## [Text section]
########
So it all comes down to timing, with rain in spring and early summer followed a dry off.
Err, you don’t understand that????
Reply: The problem is, no matter what the conditions occur during the winter we are told every single year, without fail that this year’s coming fire season will be exceptionally hazardous for some combination of those conditions that occurred. This happens every single year. Sure, every summer and fall in California suffers from a fire hazard risk. But, when you are told year after year after year that this season will be exceptionally bad you have to point to the messenger and laugh. ~ ctm

Brian Johnson uk
December 25, 2010 1:48 am

When I lived in Marin County 30 years ago, I was told by a Muir Woods ‘gardener’ that the massive Sequoia seeds would not germinate unless fire had heated the seeds up [so tiny that it does not seem possible to grow to 250 feet + in height, let alone survive a forest fire!] and I still wonder how nature survived endless fires [lightning strikes mainly] without the massive fleets of water bombers! No SUVs and no Anthropogenic CO2 production either!

AusieDan
December 25, 2010 3:19 am

Julian Flood – what’s wrong with that?
Gum trees are destined to take over the world.
Go Ausie go.
(Sorry for that, that’s not my style at all).
But here in Australia we get exactly the same types of warnings for exactly the same reason.
If it’s wet or dry, the next summer will be a very bad fire season.
On the otherhand the warnings have been rather muted of late for some reason.
It seems all the very brave emergency crews are battling to save life and property from the ravages of flood.

amicus curiae
December 25, 2010 7:17 am

as Aussie dan said above.. we were in the middle of flooding and a week of rain here, and the fire ban rating?
was High!
if they keep locking land away for useless parks and stopping grazing in the high country, the massive fires will keep happening.
idiots who are brainwashed by falsehoods making rules that have NO bearing in reality, kill more people than the fictitioius warming does.

Wagathon
December 26, 2010 10:57 am

It hasn’t snowed on Christmas in Atlanta in 128 years. But parts of Atlanta got up to 10 inches of global warming yesterday.
And areas in San Diego got up to 5 inches of drought last week. With the sun being anomoulously quiet, with a cooling trend for a decade and cooling oceans since ’02, there is ample speculation that the Earth is headed toward weather conditions last experienced in the 1800s. For example, weather like during the Maunder Minimum (e.g., 1790 to 1830).
Similarly, there have been other cold periods like the Spörer Minimum, the Dalton Minimum. These periods also coincided with an ebbing in solar activity. Throw in a few volcanic eruptions in the northern latitudes and the global warming alarmists in the West may live to reap a bitter harvest.
Misery, poverty and death is the reward of the unprepared. How will the West deal with a lack of energy brought about by the dogma of the Leftist agenda?
The real question among smart people now is, how long a Western secular, socialist society can cope with a high dose of reality? And, who will the intolerant liberal fascists choose to blame next?

Brian H
December 26, 2010 12:52 pm

Wagathon says:
December 26, 2010 at 10:57 am

who will the intolerant liberal fascists choose to blame next?
########
## [Data rows]
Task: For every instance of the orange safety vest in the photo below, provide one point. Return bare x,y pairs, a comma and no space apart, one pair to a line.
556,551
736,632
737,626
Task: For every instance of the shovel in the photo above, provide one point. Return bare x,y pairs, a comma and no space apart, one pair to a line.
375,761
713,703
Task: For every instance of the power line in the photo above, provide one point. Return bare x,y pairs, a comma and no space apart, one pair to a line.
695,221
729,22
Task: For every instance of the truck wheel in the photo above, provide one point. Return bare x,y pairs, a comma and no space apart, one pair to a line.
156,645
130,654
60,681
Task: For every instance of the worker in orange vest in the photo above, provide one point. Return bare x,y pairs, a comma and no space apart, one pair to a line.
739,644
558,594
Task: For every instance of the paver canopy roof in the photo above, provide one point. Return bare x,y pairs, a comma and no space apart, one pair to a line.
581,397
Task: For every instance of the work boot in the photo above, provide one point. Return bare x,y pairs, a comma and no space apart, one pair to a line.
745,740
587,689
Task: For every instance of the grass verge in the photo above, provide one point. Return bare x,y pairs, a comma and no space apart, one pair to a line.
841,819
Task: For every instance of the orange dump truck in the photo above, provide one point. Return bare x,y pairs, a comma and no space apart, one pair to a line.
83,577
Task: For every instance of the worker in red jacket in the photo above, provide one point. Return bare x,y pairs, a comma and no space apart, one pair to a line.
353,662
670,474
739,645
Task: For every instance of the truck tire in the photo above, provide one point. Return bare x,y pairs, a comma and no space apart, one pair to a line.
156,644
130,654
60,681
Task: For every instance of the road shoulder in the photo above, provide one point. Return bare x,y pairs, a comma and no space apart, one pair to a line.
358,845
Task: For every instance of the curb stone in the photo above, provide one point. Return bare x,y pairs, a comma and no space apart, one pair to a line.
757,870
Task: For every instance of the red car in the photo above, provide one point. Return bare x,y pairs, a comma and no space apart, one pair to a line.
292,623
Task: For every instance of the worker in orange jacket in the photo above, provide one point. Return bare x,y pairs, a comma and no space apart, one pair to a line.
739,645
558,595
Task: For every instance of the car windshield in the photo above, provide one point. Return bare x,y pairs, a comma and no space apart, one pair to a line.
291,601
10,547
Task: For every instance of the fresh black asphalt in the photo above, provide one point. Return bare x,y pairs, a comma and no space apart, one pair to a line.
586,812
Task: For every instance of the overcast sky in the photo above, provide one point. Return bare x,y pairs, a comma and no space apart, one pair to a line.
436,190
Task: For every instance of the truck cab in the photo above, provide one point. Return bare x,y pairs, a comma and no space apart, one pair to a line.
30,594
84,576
########
## [Aim of the task]
In the comment thread, what did the Muir Woods gardener say Sequoia seeds need in order to germinate?

## [Response]
The seeds would not germinate unless fire had heated them up.